- [Consigne 1]: D'après l'extrait consacré à Henri Vidal, dans quel lycée a eu lieu la première rencontre avec Henri en 1942 ?

======== Extrait source ========

Henri Vidal (44)

Dossier : ExpressionsMagazine N°636 Juin/Juillet 2008Par : Ivan Chéret (44) et Jean Cadot (44)

Notre pre­mière ren­con­tre, Hen­ri, remonte à 1942. Cela se pas­sait au lycée Thiers à Mar­seille. J’ar­rivais en taupe, d’un autre lycée, en externe, et tu étais là, dans une longue blouse d’in­terne, une écla­tante chevelure rousse ondoy­ant fière­ment sous le mis­tral. C’é­tait l’époque où tu rendais hom­mage à tes ancêtres cors­es en chan­tant l’a­jac­ci­enne et où tu pré­tendais appren­dre le français au fils d’im­mi­gré russe que j’é­tais. Nous avons partagé plus tard la même cham­brée, dans la Mai­son des Mines et des Ponts, rue Saint-Jacques à Paris. On a beau­coup philosophé sur le méti­er d’ingénieur, la beauté, l’Amour. J’ai déjà été très frap­pé par ta déter­mi­na­tion, ta con­vic­tion que le méti­er d’ingénieur con­siste à créer, et pas sim­ple­ment à met­tre en oeu­vre le savoir que nos maîtres nous avaient enseigné.

========

- [Consigne 2]: Recopiez à l'identique les lignes des entrées à partir de celle qui contient « Reviewer note: every instance of the green foliage », celle-ci comprise, et jusqu'à la fin des entrées.

======== Données de l'exercice ========

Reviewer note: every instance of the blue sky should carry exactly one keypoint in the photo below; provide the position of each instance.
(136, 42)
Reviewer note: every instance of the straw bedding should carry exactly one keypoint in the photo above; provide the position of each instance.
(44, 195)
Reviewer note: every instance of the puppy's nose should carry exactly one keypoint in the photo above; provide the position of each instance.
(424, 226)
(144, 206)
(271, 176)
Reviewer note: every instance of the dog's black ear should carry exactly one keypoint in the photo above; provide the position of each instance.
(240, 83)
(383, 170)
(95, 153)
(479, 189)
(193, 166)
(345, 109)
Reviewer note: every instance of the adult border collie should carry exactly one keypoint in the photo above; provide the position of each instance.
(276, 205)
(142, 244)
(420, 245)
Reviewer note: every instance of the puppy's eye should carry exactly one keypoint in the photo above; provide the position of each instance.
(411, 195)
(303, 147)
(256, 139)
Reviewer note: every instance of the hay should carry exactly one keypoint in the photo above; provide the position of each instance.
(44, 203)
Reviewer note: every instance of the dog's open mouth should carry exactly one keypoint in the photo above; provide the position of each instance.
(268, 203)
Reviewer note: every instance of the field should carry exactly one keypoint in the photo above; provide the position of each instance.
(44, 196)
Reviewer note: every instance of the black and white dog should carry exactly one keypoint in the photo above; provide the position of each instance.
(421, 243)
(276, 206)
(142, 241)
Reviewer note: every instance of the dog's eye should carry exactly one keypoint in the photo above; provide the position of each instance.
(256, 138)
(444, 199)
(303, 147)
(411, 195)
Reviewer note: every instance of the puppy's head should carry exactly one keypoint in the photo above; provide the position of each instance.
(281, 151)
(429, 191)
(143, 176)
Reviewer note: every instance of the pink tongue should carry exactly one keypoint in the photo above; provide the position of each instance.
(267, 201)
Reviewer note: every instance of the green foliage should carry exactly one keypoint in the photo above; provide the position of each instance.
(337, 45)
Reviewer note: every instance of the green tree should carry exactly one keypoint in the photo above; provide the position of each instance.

========

- [Résultat 1]: Au lycée Thiers, à Marseille.

- [Résultat 2]:
Reviewer note: every instance of the green foliage should carry exactly one keypoint in the photo above; provide the position of each instance.
(337, 45)
Reviewer note: every instance of the green tree should carry exactly one keypoint in the photo above; provide the position of each instance.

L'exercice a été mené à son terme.